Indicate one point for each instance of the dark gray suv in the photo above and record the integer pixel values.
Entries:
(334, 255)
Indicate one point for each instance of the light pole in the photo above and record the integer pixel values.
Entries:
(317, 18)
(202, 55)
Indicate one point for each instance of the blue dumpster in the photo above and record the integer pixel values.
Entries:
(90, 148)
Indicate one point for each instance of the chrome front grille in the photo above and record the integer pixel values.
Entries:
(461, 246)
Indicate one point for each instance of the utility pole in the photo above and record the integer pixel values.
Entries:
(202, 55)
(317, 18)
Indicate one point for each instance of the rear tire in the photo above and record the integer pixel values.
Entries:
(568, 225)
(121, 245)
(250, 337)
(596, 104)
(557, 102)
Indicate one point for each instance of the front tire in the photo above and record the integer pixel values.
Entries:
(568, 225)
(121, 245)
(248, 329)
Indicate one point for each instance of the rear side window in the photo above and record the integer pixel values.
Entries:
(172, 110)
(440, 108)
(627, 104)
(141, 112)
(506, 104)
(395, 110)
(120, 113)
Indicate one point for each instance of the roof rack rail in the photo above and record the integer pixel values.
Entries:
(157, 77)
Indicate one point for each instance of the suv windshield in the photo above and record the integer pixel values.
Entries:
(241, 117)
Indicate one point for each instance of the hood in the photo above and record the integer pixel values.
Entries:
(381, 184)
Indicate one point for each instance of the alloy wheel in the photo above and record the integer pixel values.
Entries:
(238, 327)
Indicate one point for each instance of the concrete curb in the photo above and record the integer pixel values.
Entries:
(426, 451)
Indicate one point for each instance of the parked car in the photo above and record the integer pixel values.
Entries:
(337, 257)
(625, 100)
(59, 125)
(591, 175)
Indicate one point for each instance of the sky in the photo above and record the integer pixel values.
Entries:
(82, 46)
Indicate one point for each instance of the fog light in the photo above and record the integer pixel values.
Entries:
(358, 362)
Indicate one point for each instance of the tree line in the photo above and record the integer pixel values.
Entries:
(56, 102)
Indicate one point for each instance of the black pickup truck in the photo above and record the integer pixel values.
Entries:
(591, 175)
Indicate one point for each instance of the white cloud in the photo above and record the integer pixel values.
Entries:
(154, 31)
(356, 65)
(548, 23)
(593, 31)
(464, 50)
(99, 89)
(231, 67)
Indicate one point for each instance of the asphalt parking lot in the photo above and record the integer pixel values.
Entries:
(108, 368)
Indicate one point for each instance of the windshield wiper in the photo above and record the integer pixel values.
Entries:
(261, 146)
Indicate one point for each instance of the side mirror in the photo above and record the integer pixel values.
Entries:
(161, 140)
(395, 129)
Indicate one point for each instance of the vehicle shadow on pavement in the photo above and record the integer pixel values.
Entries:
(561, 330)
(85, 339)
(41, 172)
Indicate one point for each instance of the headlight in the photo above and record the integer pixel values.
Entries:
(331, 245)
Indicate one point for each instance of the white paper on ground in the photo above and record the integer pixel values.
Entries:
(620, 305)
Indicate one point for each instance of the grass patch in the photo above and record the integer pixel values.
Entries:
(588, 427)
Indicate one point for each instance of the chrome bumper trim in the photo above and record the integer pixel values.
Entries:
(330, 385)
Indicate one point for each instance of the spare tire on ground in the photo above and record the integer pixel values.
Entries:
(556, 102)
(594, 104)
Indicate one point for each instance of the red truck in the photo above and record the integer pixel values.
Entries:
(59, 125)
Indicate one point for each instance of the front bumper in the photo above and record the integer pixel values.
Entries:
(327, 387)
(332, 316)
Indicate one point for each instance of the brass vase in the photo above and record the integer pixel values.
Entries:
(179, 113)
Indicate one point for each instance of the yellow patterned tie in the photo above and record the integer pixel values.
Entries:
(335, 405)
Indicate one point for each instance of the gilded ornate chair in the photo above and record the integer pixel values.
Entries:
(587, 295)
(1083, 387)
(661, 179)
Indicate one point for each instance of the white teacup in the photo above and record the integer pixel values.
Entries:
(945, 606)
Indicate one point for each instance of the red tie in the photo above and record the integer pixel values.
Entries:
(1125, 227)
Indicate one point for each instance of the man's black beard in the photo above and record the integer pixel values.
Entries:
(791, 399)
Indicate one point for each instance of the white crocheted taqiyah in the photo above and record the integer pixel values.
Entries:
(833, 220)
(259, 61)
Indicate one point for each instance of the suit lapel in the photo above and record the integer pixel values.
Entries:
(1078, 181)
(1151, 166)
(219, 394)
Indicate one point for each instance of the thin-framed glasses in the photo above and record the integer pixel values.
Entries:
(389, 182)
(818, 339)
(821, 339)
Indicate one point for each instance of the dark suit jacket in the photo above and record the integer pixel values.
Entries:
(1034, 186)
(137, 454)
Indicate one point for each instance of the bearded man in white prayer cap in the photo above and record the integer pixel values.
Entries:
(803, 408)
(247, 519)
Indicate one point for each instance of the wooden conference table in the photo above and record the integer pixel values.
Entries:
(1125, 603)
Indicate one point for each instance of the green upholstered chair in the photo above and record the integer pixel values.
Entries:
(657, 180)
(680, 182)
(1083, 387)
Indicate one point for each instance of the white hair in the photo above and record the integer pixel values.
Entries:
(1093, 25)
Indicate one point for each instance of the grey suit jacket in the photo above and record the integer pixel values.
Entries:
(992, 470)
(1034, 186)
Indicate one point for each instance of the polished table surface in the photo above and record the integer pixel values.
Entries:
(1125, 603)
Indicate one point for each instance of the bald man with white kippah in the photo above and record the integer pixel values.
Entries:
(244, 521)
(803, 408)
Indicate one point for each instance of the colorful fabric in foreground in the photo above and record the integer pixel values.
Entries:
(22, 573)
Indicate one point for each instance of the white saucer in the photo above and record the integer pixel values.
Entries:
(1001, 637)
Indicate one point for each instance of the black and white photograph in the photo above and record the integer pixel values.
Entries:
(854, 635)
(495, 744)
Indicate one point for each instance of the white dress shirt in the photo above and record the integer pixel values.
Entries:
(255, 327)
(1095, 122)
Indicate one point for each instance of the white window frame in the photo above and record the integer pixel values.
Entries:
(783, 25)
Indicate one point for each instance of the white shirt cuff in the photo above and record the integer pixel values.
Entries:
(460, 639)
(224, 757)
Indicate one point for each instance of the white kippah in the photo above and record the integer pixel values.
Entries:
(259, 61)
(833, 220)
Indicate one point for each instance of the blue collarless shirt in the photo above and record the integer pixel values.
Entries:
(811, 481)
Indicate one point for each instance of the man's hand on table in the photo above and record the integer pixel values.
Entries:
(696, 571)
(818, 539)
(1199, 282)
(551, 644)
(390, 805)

----------

What you should do » Repeat only the stretch of lines starting at the one containing "Indicate one point for each instance of the white window" and running to the final line of the entries above.

Task response »
Indicate one point for each instance of the white window frame in the photo above and record the integer pixel values.
Entries:
(783, 25)
Indicate one point for each instance of the white shirt cuff in the photo above and record the integer pixel values.
Entries:
(460, 639)
(224, 757)
Indicate one point for each instance of the white kippah in the photo above and record the integer pixel values.
Entries:
(259, 61)
(833, 220)
Indicate one point for each instance of the blue collarless shirt in the photo above and record the integer pixel values.
Entries:
(811, 481)
Indicate one point for each instance of the man's hand on table in the photo above and record the integer pixel values.
Entries:
(696, 571)
(818, 539)
(1199, 282)
(551, 644)
(390, 805)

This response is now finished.